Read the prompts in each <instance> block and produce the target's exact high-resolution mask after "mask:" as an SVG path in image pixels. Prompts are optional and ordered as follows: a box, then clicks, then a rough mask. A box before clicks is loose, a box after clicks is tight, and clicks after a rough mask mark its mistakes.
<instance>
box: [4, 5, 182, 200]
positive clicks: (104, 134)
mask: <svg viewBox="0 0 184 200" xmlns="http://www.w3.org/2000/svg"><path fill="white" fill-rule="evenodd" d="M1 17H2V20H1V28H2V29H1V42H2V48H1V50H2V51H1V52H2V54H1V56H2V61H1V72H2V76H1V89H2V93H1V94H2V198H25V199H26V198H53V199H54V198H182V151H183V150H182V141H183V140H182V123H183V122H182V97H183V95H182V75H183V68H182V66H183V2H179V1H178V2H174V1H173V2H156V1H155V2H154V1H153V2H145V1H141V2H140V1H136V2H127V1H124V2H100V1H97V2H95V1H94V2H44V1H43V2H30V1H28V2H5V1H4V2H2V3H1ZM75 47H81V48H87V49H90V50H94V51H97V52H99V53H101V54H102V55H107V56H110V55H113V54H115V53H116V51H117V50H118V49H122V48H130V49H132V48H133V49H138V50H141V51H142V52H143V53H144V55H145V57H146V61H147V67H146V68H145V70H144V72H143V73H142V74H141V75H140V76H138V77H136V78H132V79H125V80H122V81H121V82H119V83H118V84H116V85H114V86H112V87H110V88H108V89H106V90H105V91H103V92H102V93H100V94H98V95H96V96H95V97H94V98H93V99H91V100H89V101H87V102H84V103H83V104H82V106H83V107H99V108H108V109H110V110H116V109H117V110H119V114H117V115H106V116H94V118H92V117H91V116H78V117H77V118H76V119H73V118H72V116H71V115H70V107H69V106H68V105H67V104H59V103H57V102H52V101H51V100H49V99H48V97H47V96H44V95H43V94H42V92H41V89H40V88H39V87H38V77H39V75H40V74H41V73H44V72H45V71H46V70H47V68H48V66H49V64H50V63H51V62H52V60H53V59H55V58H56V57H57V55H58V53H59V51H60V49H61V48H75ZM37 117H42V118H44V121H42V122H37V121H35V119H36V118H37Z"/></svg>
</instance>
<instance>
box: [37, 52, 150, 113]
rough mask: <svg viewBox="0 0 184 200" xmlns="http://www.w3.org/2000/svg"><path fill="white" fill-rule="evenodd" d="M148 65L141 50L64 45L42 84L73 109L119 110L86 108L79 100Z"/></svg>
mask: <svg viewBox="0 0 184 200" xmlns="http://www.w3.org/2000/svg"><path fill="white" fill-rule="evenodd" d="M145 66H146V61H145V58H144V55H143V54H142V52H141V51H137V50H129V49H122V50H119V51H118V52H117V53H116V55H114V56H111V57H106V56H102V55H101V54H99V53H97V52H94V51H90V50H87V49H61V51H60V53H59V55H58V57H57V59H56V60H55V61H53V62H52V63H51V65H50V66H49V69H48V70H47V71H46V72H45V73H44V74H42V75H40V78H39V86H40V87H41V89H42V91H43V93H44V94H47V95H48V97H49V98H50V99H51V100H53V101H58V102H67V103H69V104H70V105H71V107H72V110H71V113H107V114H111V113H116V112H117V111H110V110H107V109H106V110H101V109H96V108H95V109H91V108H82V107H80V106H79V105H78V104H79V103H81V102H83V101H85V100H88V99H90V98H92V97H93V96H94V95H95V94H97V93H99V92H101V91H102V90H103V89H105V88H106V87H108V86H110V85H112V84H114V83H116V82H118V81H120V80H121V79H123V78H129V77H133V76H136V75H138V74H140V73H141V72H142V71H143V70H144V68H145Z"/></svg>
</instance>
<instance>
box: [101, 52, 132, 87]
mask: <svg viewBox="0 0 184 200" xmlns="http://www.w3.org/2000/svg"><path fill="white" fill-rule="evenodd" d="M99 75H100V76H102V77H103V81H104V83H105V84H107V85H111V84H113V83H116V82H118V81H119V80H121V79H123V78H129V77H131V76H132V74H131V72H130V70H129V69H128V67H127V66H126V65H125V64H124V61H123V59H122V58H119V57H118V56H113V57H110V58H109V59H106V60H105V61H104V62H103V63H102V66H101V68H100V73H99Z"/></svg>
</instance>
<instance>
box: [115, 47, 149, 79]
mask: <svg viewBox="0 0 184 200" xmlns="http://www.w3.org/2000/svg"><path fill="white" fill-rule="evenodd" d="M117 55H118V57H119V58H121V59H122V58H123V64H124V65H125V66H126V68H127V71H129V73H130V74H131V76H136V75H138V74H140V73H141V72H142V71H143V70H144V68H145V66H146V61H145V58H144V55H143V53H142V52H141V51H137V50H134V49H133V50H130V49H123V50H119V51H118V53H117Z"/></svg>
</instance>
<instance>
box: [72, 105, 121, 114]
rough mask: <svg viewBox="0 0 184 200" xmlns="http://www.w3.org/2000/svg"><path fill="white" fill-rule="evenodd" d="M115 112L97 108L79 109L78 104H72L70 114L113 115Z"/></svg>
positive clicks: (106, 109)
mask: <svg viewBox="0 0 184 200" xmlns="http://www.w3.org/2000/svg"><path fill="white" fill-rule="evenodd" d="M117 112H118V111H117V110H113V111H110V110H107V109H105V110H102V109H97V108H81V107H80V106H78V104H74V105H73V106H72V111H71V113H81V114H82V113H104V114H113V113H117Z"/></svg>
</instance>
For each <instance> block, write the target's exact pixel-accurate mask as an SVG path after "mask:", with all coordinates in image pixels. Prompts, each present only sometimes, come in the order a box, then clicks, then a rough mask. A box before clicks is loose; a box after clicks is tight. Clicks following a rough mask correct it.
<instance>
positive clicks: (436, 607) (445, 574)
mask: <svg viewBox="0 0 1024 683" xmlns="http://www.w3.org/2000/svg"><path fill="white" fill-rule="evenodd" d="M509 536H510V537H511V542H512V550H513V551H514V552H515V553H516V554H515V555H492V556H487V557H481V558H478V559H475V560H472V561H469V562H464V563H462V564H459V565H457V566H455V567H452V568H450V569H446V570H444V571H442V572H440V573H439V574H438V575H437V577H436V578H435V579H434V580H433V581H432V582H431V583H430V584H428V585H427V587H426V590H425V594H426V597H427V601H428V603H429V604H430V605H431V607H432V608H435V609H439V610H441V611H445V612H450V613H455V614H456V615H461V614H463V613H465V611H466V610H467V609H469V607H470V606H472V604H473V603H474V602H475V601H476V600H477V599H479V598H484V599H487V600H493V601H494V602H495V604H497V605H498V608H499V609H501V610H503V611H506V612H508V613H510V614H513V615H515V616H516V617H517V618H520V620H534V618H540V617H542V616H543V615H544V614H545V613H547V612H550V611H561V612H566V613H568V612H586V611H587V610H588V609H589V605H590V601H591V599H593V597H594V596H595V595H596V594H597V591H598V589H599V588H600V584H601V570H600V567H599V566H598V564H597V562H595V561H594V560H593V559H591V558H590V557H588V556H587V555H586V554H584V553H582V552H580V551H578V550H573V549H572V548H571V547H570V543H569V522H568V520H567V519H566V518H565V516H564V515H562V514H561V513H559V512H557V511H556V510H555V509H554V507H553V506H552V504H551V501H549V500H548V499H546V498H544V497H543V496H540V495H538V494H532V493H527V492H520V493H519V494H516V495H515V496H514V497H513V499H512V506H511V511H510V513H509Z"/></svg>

++++++++

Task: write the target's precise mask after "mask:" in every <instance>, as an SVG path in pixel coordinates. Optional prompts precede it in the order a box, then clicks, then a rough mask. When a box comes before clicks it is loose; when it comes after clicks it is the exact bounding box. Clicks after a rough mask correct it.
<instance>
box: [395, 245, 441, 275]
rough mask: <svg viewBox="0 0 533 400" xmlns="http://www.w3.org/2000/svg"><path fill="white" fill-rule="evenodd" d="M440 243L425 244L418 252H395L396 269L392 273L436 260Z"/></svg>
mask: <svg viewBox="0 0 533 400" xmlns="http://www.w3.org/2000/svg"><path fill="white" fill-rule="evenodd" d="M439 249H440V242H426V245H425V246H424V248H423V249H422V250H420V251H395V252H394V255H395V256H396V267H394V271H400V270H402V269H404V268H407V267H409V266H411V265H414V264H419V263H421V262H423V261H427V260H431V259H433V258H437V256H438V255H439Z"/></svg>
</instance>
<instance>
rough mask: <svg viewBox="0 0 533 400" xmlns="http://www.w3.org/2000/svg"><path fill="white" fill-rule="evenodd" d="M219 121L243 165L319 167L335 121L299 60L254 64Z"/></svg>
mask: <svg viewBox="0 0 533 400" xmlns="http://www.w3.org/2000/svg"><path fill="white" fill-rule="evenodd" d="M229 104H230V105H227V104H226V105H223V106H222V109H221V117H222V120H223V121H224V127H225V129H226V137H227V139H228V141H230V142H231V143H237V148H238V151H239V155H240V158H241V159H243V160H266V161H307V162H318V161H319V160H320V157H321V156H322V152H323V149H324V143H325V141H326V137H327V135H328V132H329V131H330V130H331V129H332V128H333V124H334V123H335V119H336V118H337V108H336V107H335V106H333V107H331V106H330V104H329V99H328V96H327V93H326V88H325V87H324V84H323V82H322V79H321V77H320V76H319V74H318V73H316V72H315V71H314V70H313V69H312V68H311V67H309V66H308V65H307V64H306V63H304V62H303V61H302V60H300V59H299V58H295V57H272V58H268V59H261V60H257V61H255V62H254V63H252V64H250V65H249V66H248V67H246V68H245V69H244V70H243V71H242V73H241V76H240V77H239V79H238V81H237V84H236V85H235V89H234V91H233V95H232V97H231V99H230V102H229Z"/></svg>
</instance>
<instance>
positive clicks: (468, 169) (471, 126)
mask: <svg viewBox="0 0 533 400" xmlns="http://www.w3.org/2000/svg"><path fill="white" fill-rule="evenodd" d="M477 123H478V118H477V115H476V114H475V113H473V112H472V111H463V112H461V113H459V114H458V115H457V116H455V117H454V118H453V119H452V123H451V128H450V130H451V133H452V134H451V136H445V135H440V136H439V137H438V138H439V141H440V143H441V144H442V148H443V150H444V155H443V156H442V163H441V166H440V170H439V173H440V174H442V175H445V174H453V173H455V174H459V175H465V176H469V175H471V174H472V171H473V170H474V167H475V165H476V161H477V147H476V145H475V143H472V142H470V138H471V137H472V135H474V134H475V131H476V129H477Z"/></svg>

++++++++

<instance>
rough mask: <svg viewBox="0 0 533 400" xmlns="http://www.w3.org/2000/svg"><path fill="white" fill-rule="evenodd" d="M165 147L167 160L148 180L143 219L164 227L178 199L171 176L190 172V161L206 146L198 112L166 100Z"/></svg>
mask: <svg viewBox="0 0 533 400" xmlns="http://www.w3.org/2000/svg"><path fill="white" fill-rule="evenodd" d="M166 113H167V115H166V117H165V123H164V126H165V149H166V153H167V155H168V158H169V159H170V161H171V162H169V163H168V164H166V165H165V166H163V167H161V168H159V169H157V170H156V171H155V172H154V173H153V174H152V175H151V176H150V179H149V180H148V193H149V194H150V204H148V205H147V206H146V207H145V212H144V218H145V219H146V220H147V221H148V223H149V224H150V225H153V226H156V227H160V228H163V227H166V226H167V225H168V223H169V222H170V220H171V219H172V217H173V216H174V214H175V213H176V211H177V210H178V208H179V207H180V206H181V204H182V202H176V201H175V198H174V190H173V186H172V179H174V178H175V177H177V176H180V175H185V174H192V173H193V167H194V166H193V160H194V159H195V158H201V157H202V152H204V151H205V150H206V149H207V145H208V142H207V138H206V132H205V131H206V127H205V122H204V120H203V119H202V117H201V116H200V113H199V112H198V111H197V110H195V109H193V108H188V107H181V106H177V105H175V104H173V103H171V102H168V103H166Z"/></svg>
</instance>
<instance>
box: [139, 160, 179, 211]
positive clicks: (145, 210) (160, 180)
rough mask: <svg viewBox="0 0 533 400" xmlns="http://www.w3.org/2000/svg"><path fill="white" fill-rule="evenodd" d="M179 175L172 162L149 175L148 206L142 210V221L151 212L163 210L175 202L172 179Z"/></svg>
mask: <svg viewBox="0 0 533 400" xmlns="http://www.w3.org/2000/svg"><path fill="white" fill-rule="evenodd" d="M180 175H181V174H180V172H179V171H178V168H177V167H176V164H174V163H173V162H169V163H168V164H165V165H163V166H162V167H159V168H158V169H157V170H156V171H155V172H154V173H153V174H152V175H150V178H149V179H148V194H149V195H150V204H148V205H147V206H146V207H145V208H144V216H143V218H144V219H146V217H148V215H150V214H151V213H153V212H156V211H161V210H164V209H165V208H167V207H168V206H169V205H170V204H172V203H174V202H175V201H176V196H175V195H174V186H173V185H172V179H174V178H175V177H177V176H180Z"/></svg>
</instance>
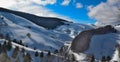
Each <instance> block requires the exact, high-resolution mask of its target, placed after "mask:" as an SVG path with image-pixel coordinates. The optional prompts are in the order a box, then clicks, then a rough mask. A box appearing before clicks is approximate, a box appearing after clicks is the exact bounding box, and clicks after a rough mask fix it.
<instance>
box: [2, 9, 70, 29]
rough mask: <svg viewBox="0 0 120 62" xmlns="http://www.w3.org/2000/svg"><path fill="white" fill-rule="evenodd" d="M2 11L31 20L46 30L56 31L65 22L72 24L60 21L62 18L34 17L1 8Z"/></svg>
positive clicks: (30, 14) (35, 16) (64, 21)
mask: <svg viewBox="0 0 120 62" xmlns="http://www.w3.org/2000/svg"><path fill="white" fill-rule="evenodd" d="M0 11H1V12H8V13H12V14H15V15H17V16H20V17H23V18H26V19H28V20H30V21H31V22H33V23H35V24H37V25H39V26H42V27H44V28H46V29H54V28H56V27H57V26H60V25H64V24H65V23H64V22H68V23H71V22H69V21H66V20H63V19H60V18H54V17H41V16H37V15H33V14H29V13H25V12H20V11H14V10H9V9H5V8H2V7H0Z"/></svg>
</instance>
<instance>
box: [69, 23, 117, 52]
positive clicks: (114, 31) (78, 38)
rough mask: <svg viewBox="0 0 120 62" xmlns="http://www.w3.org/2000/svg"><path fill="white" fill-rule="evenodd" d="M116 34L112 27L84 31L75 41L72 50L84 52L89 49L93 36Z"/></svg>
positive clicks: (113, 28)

++++++++

### [Exercise]
Lines to set down from above: the line with "box: [2, 9, 70, 29]", the line with "11L31 20L46 30L56", and every line between, each exactly as written.

### [Answer space]
box: [2, 9, 70, 29]
rough mask: <svg viewBox="0 0 120 62" xmlns="http://www.w3.org/2000/svg"><path fill="white" fill-rule="evenodd" d="M2 11L31 20L46 30L56 31L65 22L72 24L60 21L62 18L34 17L1 8Z"/></svg>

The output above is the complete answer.